▸ **PASSAGE GIVEN**:
On Mon, Jun 17, 2013 at 12:52:41PM +0000, Wang, Xingchao wrote:
Hi Daniel,
-----Original Message----- From: Daniel Vetter [mailto:daniel.vetter@ffwll.ch] Sent: Saturday, June 15, 2013 3:18 AM To: Wang Xingchao Cc: Takashi Iwai; alsa-devel@alsa-project.org; intel-gfx; David Henningsson; Wang, Xingchao Subject: Re: [PATCH 3/4] drm/i915: Add display audio routing APIs for ALSA
On Fri, Jun 14, 2013 at 5:20 PM, Wang Xingchao xingchao.wang@linux.intel.com wrote:
ALSA audio driver need know current audio routing infomation. i.e. Route map between codec pins(DDI ports) and Transcoders(Pipe).
Also the new API let audio driver disable unused audio pin's output. This fixed the bug when three pins *ALL* have monitors connected, playing audio on one pin would cause audio output to all minitors.
Signed-off-by: Wang Xingchao xingchao.wang@linux.intel.com
So I've started to have a real look at audio on haswell and audio on i915 in general, and I'm seriously confused. Random observations, but I fear this isn't the real story by far yet:
- On haswell we now have a hooping 3 places that set up these audio routing
register: haswell_write_eld (called from the connector enable callbacks), intel_enable/disable_ddi and now the new hooks you're adding here. That's 2 places too many. If we really need all three places those need to be refactored so that the bit-frobbing logic is all in one place. But I seriously doubt that we need them all.

Object detection data
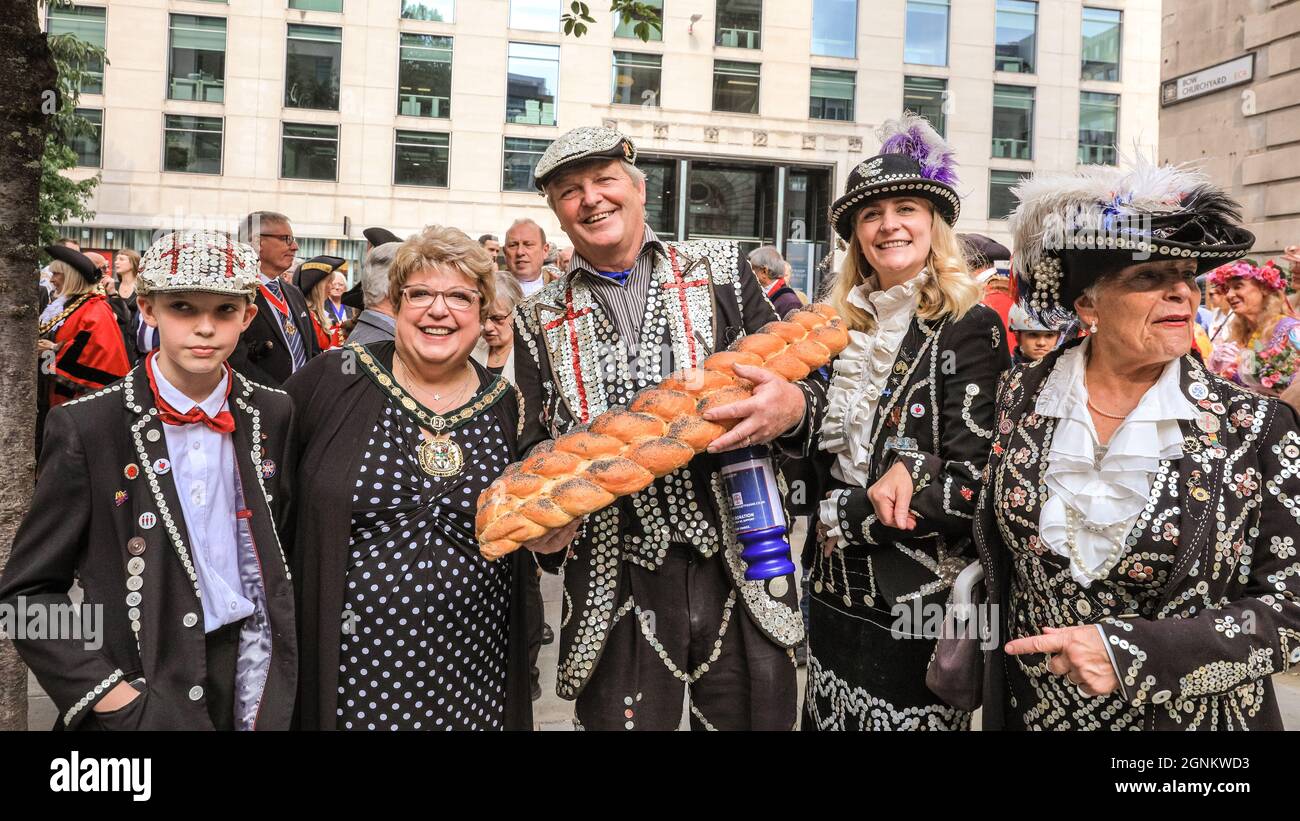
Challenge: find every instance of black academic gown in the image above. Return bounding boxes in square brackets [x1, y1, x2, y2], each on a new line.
[0, 364, 298, 730]
[230, 279, 321, 387]
[285, 342, 536, 730]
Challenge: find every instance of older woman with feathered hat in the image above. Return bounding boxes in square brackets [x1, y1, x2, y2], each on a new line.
[975, 162, 1300, 730]
[803, 116, 1009, 730]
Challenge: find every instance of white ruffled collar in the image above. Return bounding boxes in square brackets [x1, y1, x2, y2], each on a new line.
[1035, 340, 1197, 587]
[819, 269, 928, 487]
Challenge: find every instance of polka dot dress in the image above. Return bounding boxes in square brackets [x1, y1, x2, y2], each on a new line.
[338, 403, 510, 730]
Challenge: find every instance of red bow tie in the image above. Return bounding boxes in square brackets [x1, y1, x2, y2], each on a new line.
[144, 351, 235, 434]
[159, 403, 235, 434]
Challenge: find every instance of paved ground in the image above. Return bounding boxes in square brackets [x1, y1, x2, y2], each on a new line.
[27, 522, 1300, 730]
[533, 521, 1300, 730]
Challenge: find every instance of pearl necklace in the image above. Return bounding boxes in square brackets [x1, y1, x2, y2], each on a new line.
[1065, 504, 1125, 582]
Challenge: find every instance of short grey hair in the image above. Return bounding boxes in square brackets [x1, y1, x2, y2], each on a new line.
[546, 157, 646, 210]
[239, 210, 293, 246]
[502, 217, 546, 246]
[497, 270, 524, 310]
[748, 246, 785, 277]
[361, 243, 402, 308]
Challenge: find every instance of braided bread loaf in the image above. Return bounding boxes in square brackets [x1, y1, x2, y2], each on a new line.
[475, 304, 849, 560]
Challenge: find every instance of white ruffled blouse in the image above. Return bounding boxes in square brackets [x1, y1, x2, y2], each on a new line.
[1035, 340, 1196, 587]
[819, 270, 928, 535]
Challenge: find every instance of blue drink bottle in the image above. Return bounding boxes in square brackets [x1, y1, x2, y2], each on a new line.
[719, 446, 794, 582]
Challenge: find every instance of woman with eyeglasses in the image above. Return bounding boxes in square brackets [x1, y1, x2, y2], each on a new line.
[289, 226, 533, 730]
[473, 272, 524, 385]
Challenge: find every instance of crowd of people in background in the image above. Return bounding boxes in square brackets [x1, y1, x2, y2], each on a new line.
[17, 117, 1300, 729]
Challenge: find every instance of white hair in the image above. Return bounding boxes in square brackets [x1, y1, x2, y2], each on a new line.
[361, 243, 402, 308]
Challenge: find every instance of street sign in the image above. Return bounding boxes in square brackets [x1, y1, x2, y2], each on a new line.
[1160, 52, 1255, 107]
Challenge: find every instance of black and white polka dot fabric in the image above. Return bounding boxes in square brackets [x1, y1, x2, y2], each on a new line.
[338, 403, 510, 730]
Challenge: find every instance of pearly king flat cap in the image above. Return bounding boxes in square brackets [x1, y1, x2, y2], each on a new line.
[294, 253, 347, 294]
[137, 231, 259, 299]
[533, 126, 637, 191]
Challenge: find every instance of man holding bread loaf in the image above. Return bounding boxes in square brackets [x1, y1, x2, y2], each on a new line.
[515, 127, 826, 730]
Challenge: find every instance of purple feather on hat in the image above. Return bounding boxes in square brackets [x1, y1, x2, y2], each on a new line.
[878, 112, 957, 186]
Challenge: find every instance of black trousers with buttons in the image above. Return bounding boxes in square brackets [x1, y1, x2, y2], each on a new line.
[203, 621, 243, 730]
[575, 544, 798, 730]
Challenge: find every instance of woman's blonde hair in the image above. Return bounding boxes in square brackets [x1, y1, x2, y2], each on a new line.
[1227, 286, 1287, 347]
[827, 200, 983, 334]
[303, 277, 335, 330]
[49, 260, 99, 296]
[389, 225, 497, 321]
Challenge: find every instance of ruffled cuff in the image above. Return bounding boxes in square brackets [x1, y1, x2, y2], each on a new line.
[816, 488, 849, 539]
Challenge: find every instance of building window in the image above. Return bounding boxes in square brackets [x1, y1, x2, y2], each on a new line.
[993, 0, 1039, 74]
[163, 114, 221, 174]
[1083, 6, 1122, 82]
[637, 158, 677, 239]
[714, 0, 763, 48]
[402, 0, 456, 23]
[809, 69, 855, 122]
[398, 34, 451, 117]
[714, 60, 759, 114]
[1079, 91, 1119, 165]
[393, 131, 451, 188]
[46, 3, 105, 94]
[72, 108, 104, 168]
[280, 122, 338, 182]
[614, 0, 663, 42]
[902, 0, 948, 65]
[993, 86, 1034, 160]
[988, 171, 1028, 220]
[510, 0, 560, 31]
[686, 161, 776, 246]
[902, 77, 948, 136]
[501, 136, 551, 191]
[813, 0, 858, 57]
[285, 23, 343, 112]
[610, 52, 663, 108]
[506, 43, 560, 126]
[166, 14, 226, 103]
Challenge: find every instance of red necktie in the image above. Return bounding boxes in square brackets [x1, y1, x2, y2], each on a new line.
[144, 351, 235, 434]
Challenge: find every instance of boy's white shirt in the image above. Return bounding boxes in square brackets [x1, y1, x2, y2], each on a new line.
[148, 357, 255, 633]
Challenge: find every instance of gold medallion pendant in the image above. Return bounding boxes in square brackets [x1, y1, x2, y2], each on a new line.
[419, 434, 465, 479]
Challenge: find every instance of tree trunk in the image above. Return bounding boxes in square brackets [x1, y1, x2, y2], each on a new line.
[0, 0, 56, 730]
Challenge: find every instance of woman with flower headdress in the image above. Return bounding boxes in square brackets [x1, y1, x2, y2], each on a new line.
[1209, 260, 1300, 396]
[975, 162, 1300, 730]
[802, 114, 1010, 730]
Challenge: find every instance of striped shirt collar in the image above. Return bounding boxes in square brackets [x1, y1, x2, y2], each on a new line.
[564, 225, 668, 284]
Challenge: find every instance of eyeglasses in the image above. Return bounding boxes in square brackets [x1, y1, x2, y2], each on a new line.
[402, 284, 482, 313]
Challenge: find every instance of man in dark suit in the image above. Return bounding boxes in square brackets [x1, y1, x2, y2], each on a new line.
[230, 210, 321, 387]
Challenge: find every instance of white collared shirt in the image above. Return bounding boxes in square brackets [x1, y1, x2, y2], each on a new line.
[515, 274, 546, 299]
[150, 357, 254, 633]
[1034, 339, 1196, 587]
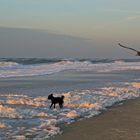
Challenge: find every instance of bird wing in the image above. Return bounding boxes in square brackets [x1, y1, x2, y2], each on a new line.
[118, 43, 138, 52]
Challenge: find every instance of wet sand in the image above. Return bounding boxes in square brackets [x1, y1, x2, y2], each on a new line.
[50, 98, 140, 140]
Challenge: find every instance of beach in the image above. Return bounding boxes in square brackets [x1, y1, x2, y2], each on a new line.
[50, 98, 140, 140]
[0, 58, 140, 140]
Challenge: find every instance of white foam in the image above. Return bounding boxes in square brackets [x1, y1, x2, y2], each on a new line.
[0, 82, 140, 139]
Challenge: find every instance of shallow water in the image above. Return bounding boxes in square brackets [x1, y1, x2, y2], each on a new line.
[0, 58, 140, 139]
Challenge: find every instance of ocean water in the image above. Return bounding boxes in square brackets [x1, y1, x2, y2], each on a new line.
[0, 58, 140, 140]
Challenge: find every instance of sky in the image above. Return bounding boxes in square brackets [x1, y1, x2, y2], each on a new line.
[0, 0, 140, 58]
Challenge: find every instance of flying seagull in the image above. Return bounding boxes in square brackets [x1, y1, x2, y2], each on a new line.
[118, 43, 140, 56]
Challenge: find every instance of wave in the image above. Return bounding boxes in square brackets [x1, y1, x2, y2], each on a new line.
[0, 59, 140, 78]
[0, 82, 140, 139]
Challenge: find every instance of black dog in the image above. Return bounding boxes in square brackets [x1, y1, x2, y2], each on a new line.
[48, 94, 64, 108]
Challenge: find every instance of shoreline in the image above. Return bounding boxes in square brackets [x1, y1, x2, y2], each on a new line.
[49, 98, 140, 140]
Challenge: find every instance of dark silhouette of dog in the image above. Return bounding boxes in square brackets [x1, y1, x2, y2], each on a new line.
[48, 94, 64, 108]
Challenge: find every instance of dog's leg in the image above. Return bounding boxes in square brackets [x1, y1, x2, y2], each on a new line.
[59, 104, 63, 108]
[50, 103, 53, 108]
[54, 104, 55, 108]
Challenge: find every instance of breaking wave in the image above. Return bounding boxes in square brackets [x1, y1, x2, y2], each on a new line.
[0, 83, 140, 139]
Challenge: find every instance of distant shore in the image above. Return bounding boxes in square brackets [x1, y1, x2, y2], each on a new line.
[50, 98, 140, 140]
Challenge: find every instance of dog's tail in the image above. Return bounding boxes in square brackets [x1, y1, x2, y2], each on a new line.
[61, 95, 65, 100]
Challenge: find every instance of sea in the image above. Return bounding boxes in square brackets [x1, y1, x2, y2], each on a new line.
[0, 58, 140, 140]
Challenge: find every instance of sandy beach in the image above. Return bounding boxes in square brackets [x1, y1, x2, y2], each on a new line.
[50, 99, 140, 140]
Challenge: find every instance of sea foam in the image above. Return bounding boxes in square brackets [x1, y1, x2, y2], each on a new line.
[0, 82, 140, 139]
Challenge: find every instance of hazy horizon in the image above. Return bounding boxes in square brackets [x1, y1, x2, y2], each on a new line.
[0, 0, 140, 59]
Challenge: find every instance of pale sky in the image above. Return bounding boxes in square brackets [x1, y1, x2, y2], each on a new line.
[0, 0, 140, 57]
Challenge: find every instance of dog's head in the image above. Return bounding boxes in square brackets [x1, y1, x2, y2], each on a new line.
[48, 94, 53, 100]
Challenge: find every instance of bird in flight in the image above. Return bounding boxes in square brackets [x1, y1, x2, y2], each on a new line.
[118, 43, 140, 56]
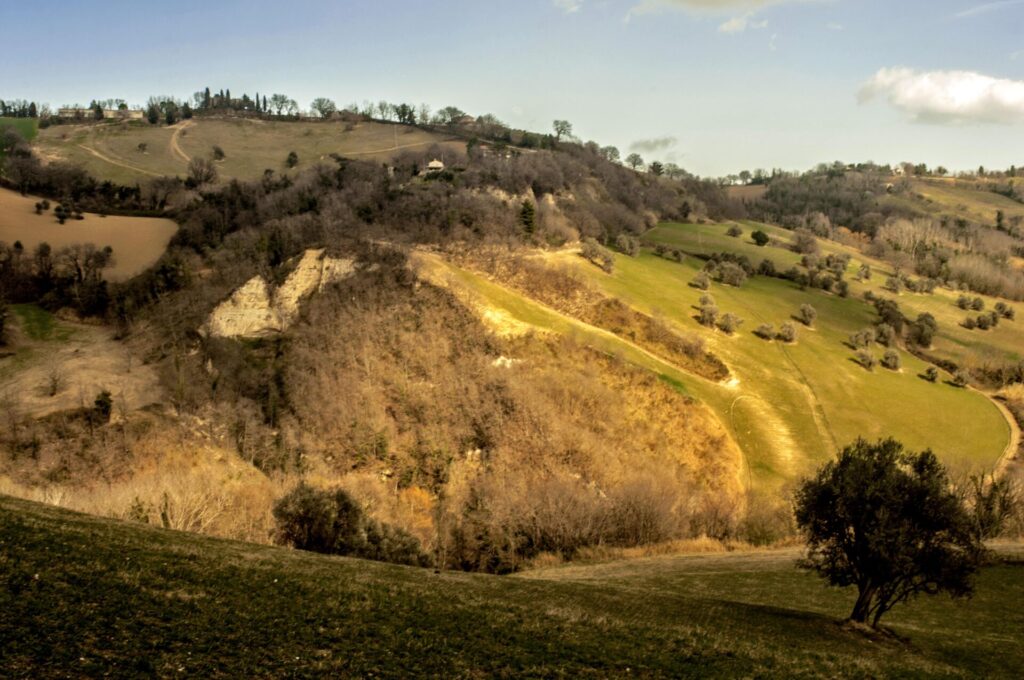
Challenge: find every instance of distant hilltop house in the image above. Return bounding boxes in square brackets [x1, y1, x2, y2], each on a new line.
[420, 159, 444, 175]
[57, 108, 145, 121]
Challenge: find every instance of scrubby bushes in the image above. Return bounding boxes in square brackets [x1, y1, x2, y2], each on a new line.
[775, 322, 797, 342]
[273, 482, 429, 566]
[615, 232, 640, 257]
[580, 238, 615, 273]
[882, 349, 903, 371]
[718, 312, 743, 335]
[797, 304, 818, 328]
[856, 349, 879, 371]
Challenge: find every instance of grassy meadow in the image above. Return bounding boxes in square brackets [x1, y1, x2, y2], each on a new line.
[36, 118, 465, 184]
[0, 497, 1024, 678]
[0, 116, 39, 141]
[421, 223, 1007, 490]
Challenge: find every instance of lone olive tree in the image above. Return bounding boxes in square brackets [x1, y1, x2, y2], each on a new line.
[795, 439, 985, 628]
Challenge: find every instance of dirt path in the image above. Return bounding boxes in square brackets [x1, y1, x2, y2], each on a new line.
[78, 144, 163, 177]
[980, 392, 1021, 477]
[411, 251, 799, 488]
[170, 121, 196, 163]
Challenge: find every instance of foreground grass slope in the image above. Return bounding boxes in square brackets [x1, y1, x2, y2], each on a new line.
[0, 497, 1024, 678]
[36, 118, 465, 184]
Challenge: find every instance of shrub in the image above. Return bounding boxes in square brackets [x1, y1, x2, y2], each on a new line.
[615, 232, 640, 257]
[793, 229, 818, 255]
[856, 349, 879, 371]
[910, 312, 939, 347]
[580, 237, 615, 273]
[874, 324, 896, 347]
[797, 304, 818, 328]
[699, 304, 718, 328]
[717, 262, 746, 288]
[718, 312, 743, 335]
[850, 328, 874, 349]
[272, 482, 428, 566]
[775, 322, 797, 342]
[882, 349, 903, 371]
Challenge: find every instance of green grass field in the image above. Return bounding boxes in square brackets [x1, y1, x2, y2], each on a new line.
[0, 117, 39, 141]
[417, 238, 1010, 488]
[36, 118, 465, 183]
[909, 179, 1024, 225]
[0, 497, 1024, 678]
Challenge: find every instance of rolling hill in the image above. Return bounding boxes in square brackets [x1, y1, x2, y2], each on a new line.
[35, 118, 466, 184]
[0, 497, 1024, 678]
[415, 223, 1024, 490]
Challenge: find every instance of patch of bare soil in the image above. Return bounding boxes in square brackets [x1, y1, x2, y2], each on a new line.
[0, 322, 163, 418]
[0, 188, 178, 281]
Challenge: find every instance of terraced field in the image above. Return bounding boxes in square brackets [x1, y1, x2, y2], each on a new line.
[36, 118, 465, 184]
[417, 224, 1024, 488]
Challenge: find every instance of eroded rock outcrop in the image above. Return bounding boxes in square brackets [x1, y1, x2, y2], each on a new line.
[200, 249, 355, 338]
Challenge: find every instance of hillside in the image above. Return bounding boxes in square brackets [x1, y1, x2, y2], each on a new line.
[0, 497, 1024, 678]
[415, 228, 1024, 488]
[35, 118, 466, 184]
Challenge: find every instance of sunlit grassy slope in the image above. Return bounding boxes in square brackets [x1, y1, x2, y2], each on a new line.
[415, 224, 1007, 488]
[36, 118, 465, 183]
[0, 497, 1024, 678]
[907, 179, 1024, 225]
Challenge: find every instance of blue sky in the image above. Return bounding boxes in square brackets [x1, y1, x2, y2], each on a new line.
[0, 0, 1024, 175]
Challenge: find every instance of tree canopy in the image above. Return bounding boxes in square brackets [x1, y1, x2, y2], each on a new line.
[796, 439, 984, 627]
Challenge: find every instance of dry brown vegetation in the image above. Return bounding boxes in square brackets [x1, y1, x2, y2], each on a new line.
[0, 184, 178, 281]
[460, 250, 729, 381]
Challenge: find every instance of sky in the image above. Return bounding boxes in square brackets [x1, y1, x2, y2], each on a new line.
[0, 0, 1024, 176]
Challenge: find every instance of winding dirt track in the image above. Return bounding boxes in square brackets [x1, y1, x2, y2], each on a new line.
[170, 121, 196, 163]
[979, 391, 1021, 477]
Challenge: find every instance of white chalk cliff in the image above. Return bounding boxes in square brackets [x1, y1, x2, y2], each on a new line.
[200, 249, 355, 338]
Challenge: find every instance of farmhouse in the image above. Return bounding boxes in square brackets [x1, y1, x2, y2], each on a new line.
[420, 159, 444, 175]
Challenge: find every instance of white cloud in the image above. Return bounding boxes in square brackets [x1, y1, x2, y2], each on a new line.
[953, 0, 1024, 18]
[718, 12, 768, 33]
[552, 0, 583, 14]
[630, 0, 815, 14]
[858, 69, 1024, 124]
[626, 0, 815, 33]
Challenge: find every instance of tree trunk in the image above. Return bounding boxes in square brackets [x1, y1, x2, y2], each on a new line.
[850, 586, 876, 624]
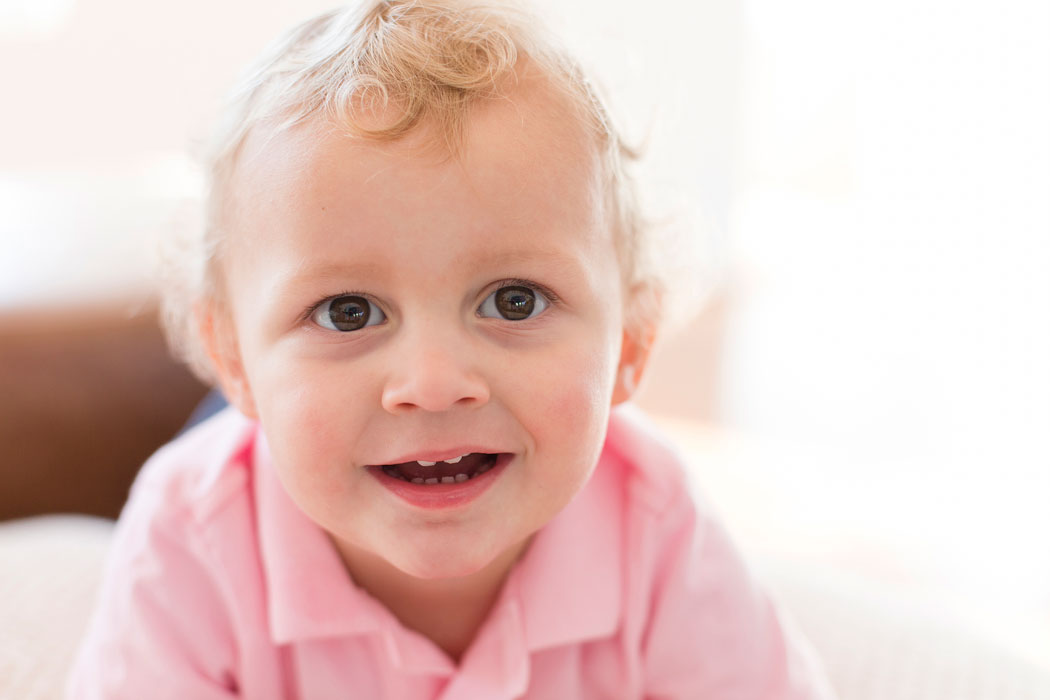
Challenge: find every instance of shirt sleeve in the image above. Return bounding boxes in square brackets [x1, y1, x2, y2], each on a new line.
[66, 476, 237, 700]
[643, 499, 835, 700]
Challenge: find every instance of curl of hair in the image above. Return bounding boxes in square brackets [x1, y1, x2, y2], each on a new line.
[162, 0, 666, 381]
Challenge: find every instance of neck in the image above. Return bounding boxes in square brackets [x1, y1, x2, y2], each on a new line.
[336, 542, 528, 663]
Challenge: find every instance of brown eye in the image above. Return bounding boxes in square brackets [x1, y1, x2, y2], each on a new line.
[313, 295, 386, 332]
[478, 285, 549, 321]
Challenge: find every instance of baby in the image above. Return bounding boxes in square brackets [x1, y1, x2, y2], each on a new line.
[69, 0, 831, 700]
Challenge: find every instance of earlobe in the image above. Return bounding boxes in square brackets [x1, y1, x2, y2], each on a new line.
[612, 328, 655, 406]
[194, 304, 258, 419]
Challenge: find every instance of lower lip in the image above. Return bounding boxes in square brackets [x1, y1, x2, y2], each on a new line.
[368, 453, 515, 510]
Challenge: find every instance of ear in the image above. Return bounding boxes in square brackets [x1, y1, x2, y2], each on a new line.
[612, 327, 656, 406]
[194, 303, 258, 419]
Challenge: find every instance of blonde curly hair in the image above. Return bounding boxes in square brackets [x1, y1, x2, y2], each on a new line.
[162, 0, 666, 381]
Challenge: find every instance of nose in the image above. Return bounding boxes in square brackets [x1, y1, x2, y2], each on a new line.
[382, 325, 489, 413]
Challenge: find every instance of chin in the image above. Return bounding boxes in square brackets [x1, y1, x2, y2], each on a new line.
[389, 544, 512, 580]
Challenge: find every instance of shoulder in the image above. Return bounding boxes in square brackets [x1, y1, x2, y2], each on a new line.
[121, 408, 257, 523]
[606, 405, 694, 515]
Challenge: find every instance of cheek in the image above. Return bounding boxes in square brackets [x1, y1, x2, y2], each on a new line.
[522, 342, 615, 451]
[253, 354, 365, 492]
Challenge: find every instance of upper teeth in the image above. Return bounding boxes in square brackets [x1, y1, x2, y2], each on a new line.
[416, 454, 466, 467]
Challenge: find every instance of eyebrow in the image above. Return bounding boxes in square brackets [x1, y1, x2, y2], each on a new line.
[274, 243, 583, 289]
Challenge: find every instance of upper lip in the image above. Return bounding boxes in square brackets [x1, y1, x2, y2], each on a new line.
[372, 445, 508, 466]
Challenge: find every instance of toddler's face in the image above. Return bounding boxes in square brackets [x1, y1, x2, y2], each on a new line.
[207, 82, 644, 577]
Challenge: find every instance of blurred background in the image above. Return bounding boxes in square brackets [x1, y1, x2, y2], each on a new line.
[0, 0, 1050, 684]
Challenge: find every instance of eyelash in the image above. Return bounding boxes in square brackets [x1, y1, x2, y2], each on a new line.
[301, 278, 562, 321]
[493, 279, 562, 306]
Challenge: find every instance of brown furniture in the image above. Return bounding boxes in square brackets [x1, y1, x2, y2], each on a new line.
[0, 301, 206, 521]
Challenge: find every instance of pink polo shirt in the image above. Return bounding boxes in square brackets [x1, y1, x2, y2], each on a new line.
[68, 409, 833, 700]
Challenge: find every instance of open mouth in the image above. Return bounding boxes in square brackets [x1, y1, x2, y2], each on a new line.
[381, 452, 500, 486]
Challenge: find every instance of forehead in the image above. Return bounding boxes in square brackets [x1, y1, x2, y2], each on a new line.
[224, 80, 611, 281]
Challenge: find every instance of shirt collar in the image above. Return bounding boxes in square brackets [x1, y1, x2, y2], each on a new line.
[508, 440, 624, 651]
[253, 421, 624, 674]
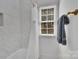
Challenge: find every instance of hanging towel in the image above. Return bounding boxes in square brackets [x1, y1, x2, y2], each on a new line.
[57, 15, 69, 45]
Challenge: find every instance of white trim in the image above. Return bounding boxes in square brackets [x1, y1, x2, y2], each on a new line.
[39, 6, 56, 36]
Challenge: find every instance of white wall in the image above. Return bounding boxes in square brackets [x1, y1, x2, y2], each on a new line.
[0, 0, 31, 59]
[59, 0, 78, 59]
[38, 0, 59, 59]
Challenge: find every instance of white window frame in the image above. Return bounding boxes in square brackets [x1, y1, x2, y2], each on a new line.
[39, 6, 56, 36]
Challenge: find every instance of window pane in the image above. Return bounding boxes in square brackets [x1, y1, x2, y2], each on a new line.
[41, 29, 47, 34]
[48, 29, 54, 34]
[48, 8, 54, 14]
[42, 16, 47, 21]
[41, 23, 47, 28]
[48, 22, 54, 29]
[42, 9, 47, 15]
[48, 15, 54, 20]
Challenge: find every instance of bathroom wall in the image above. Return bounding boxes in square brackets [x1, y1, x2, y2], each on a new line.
[59, 0, 78, 59]
[0, 0, 31, 59]
[38, 0, 59, 59]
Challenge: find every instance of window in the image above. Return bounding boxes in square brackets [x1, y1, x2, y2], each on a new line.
[40, 6, 55, 36]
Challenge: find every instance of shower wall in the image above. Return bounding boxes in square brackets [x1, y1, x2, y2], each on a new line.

▸ **TASKS TO COMPLETE**:
a) List every recipient named in the Cc field of the forwarded message header in the email thread.
b) Answer these questions from the email thread:
(i) On what day and at what time was Daniel Vetter's message sent?
(ii) How many places on haswell set up the audio routing register?
(iii) Which function is called from the connector enable callbacks?
c) Reproduce the part of the email thread starting with "Also the new" and going on through "to all minitors.".
None of the lines above are needed for the work on the email thread.

▸ **FULL SOLUTIONS**:
a)
Takashi Iwai
alsa-devel@alsa-project.org
intel-gfx
David Henningsson
Wang, Xingchao

b)
(i) Saturday, June 15, 2013, at 3:18 AM
(ii) Three
(iii) haswell_write_eld

c)
Also the new API let audio driver disable unused audio pin's output. This fixed the bug when three pins *ALL* have monitors connected, playing audio on one pin would cause audio output to all minitors.